■ **THE EXERCISE**:
Count the lines in the records below that contain the string "petal", treating uppercase and lowercase as different. Reply with the number alone.

■ **INFORMATION PROVIDED**:
"""
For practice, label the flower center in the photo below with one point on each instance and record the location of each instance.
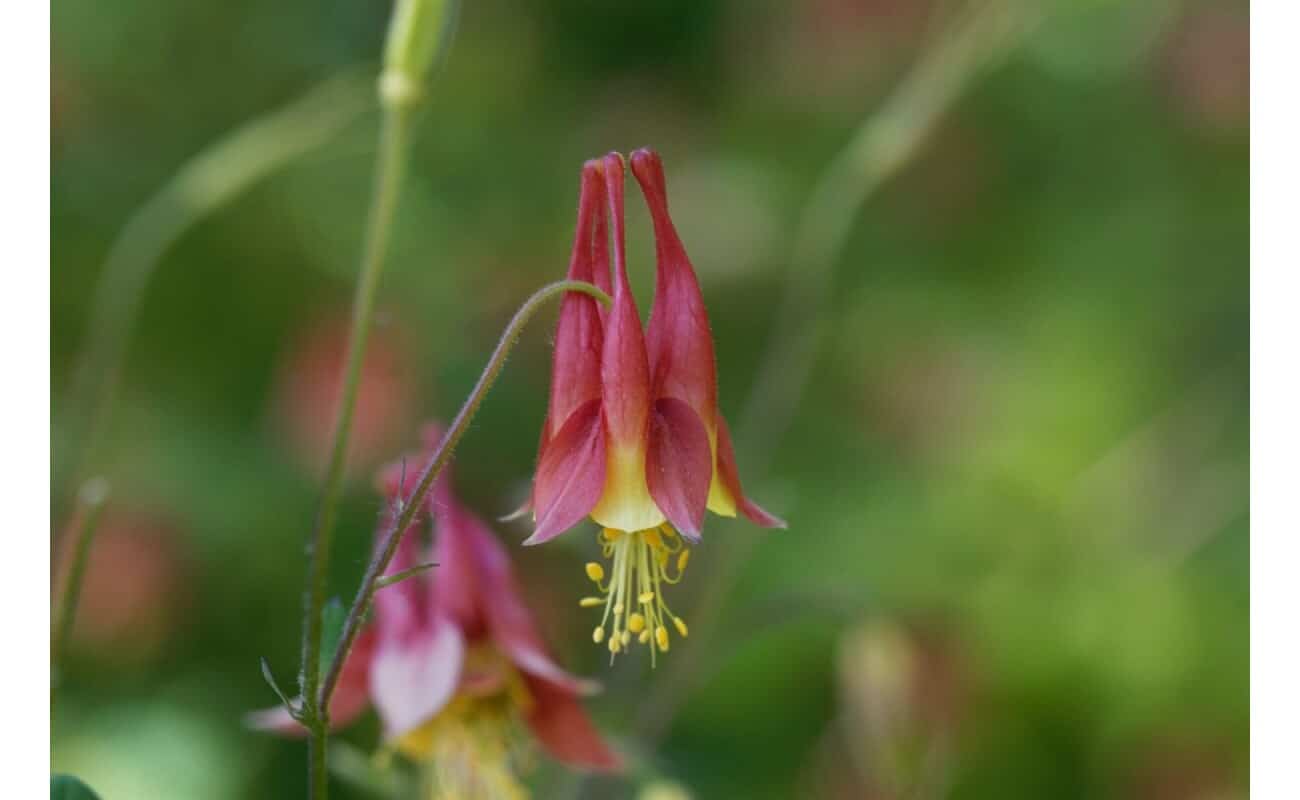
(633, 597)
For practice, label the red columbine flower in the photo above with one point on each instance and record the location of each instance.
(633, 435)
(454, 660)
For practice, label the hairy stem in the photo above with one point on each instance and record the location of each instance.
(412, 505)
(91, 501)
(390, 171)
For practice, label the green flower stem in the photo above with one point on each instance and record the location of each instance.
(207, 182)
(411, 507)
(390, 171)
(91, 500)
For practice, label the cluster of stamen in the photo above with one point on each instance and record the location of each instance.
(642, 563)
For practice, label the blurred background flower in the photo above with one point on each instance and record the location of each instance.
(1019, 472)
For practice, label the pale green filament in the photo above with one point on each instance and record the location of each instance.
(635, 609)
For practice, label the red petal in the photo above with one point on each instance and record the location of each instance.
(601, 250)
(624, 370)
(564, 730)
(576, 359)
(679, 341)
(571, 475)
(729, 476)
(679, 465)
(412, 679)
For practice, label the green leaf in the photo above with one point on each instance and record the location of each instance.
(332, 630)
(66, 787)
(271, 680)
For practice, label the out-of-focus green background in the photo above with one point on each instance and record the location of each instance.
(1017, 483)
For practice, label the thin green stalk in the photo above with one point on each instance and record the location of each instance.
(880, 147)
(204, 184)
(411, 507)
(91, 501)
(390, 172)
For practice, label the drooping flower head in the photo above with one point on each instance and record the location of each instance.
(633, 436)
(453, 661)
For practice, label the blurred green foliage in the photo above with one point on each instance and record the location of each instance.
(1025, 449)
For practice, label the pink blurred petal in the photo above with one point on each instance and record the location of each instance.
(679, 465)
(412, 679)
(571, 474)
(564, 730)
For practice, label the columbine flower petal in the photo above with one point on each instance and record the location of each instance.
(625, 386)
(726, 496)
(679, 465)
(571, 474)
(679, 341)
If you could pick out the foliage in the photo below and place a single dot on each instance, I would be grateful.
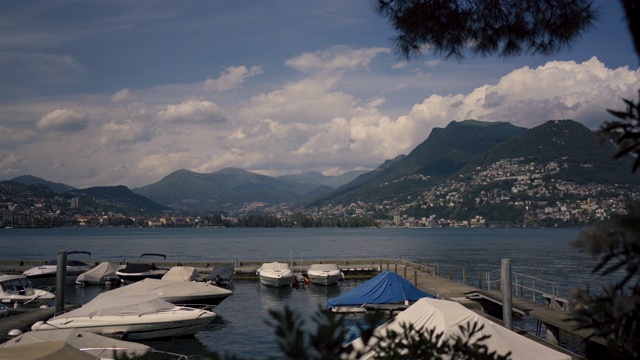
(506, 27)
(614, 314)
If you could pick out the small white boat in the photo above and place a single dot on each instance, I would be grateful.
(47, 272)
(18, 289)
(184, 293)
(324, 274)
(275, 274)
(137, 271)
(98, 346)
(131, 318)
(221, 275)
(103, 274)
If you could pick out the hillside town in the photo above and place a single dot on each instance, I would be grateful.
(510, 192)
(507, 193)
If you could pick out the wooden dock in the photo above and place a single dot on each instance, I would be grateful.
(423, 277)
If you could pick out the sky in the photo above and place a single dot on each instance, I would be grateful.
(119, 92)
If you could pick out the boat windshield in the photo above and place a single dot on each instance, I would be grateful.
(17, 287)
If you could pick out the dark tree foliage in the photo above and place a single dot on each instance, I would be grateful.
(485, 27)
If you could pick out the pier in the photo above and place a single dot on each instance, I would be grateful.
(553, 312)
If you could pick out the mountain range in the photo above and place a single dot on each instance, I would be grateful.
(450, 152)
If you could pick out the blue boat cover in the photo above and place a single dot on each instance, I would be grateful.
(385, 288)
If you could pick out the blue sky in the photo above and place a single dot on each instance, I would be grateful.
(97, 93)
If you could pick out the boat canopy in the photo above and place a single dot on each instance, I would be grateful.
(94, 344)
(110, 303)
(447, 316)
(181, 273)
(385, 288)
(96, 274)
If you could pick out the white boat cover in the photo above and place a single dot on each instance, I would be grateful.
(94, 344)
(181, 273)
(51, 350)
(95, 275)
(173, 291)
(109, 303)
(274, 266)
(324, 267)
(446, 317)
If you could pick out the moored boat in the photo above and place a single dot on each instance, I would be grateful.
(324, 274)
(184, 293)
(47, 272)
(137, 271)
(103, 274)
(18, 289)
(275, 274)
(131, 318)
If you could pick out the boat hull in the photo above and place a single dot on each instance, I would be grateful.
(277, 280)
(324, 279)
(182, 322)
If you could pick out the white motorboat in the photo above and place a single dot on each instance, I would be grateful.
(103, 274)
(18, 289)
(47, 272)
(98, 346)
(324, 274)
(184, 293)
(137, 271)
(275, 274)
(181, 273)
(131, 318)
(221, 275)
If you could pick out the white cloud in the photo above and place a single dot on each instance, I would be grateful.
(192, 111)
(122, 95)
(63, 120)
(124, 133)
(232, 78)
(527, 97)
(335, 59)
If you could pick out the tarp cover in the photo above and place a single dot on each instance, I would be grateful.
(95, 275)
(108, 303)
(181, 273)
(446, 316)
(93, 343)
(385, 288)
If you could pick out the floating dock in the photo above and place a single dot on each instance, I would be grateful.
(486, 302)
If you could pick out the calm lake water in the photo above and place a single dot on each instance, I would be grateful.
(240, 327)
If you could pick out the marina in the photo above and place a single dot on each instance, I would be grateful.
(554, 318)
(448, 264)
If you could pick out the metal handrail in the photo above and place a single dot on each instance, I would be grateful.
(541, 289)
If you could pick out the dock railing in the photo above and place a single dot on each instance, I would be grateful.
(529, 287)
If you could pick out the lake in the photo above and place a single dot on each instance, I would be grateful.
(240, 327)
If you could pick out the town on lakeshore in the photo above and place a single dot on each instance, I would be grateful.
(509, 192)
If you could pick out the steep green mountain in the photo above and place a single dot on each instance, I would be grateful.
(228, 189)
(31, 180)
(117, 199)
(443, 153)
(568, 143)
(456, 151)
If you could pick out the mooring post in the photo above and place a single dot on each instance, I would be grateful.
(507, 304)
(61, 274)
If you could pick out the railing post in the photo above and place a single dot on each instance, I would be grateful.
(61, 276)
(507, 307)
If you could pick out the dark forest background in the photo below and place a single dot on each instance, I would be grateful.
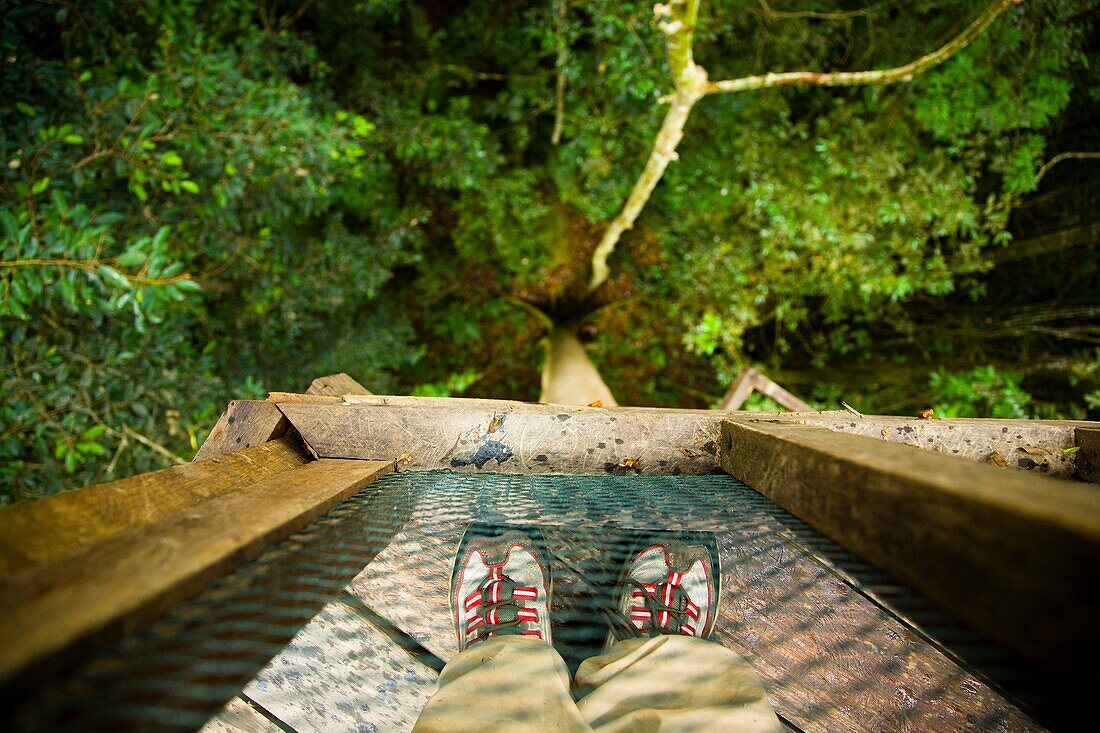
"""
■ **SOLVED EXERCISE**:
3